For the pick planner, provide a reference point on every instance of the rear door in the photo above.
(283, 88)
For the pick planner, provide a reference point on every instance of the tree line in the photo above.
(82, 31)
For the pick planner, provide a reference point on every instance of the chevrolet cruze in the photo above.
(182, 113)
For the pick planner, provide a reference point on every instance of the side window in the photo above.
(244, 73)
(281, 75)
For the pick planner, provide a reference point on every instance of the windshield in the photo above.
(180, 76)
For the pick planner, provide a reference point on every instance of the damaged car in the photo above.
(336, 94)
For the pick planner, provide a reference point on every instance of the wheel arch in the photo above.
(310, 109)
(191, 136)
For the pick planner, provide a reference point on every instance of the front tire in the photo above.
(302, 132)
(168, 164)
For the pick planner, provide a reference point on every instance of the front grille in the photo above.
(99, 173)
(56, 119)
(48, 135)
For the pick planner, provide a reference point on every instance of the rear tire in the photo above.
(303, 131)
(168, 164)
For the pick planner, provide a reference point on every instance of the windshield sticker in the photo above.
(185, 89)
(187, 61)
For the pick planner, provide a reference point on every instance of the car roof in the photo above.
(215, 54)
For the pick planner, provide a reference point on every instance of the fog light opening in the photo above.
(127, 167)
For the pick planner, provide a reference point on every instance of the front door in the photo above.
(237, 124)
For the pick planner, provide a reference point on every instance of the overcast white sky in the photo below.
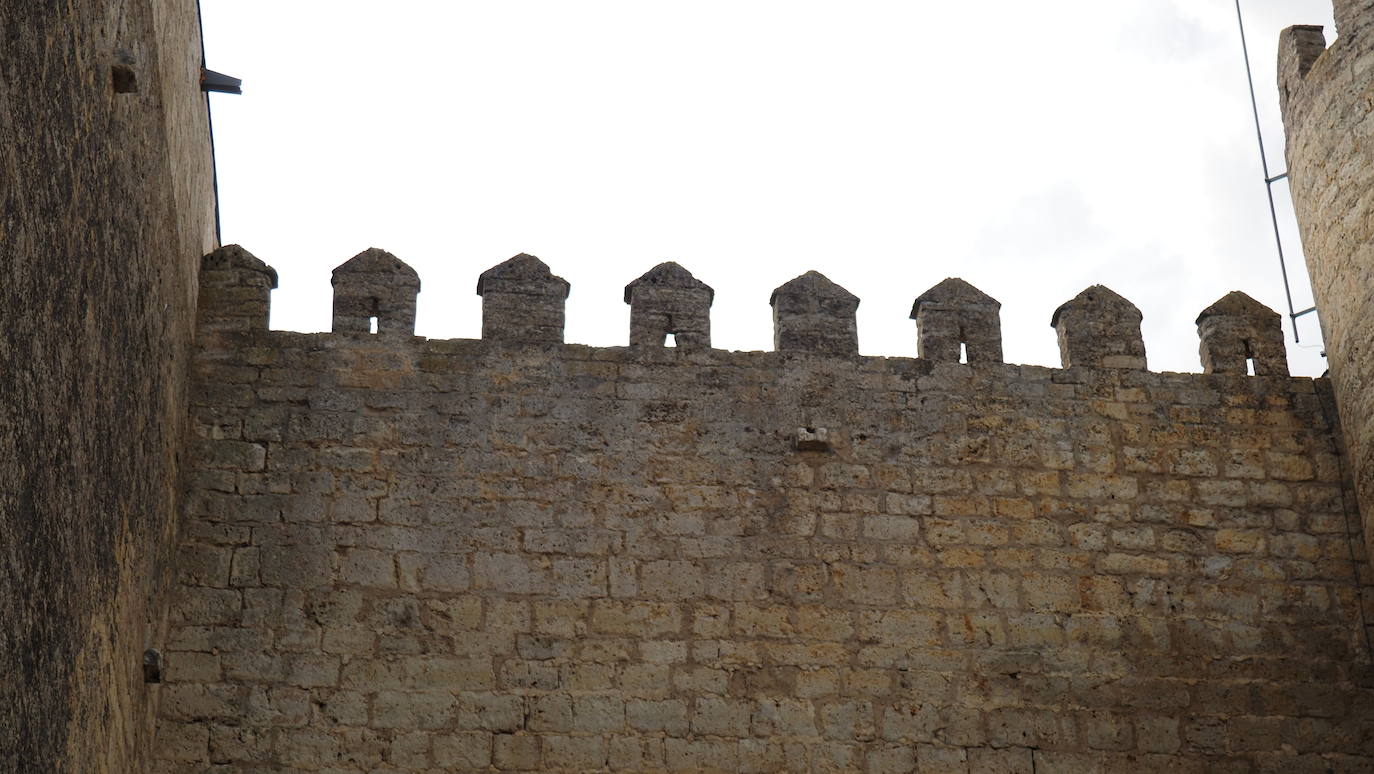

--

Problem description ▸ Could you write out every row above again, replacing "reference point" with "target point" and changing nothing else, and leave the pictures out?

Correct output ▸
For the pick planner, provide a target point on every instance of the rear door in the photo above.
(283, 88)
For the pick planner, provide a target point on every instance of the tree line in the photo above.
(82, 31)
For the pick planner, provide a target point on every instance of the chevrolet cruze in the photo above.
(182, 113)
For the pick planner, provide a target point on every instance of the side window in the photo above.
(244, 73)
(281, 75)
For the pick planner, provide a target point on every instance of the windshield in the photo above.
(180, 76)
For the pick planner, provide a target point on every instance of the damaged car in the photo above.
(336, 94)
For the pick planner, provide a target point on every instance of the wheel arch in the photo above.
(310, 109)
(191, 136)
For the pick planner, provide a target point on every instance of the front tire in the photo above.
(302, 132)
(168, 164)
For the pick planner, provide a target point on every instance of the front grille in the photo above.
(99, 173)
(56, 119)
(48, 135)
For the pick planner, provide a target point on every instance of the rear tire in the photo above.
(303, 131)
(168, 164)
For the pick planner, provide a target point on every instance of the windshield sticker in the photo above.
(185, 89)
(187, 61)
For the pick planner, provide a target point on every instance of the car roof in the photo above.
(215, 54)
For the pick planner, provide a target point on every instance of the fog light opening in the photo above.
(127, 167)
For the pick planner, provide a target point on every instance of the front door in the photo above.
(237, 124)
For the pick planner, provide a target point on every instance of the overcast white sky in the photo below.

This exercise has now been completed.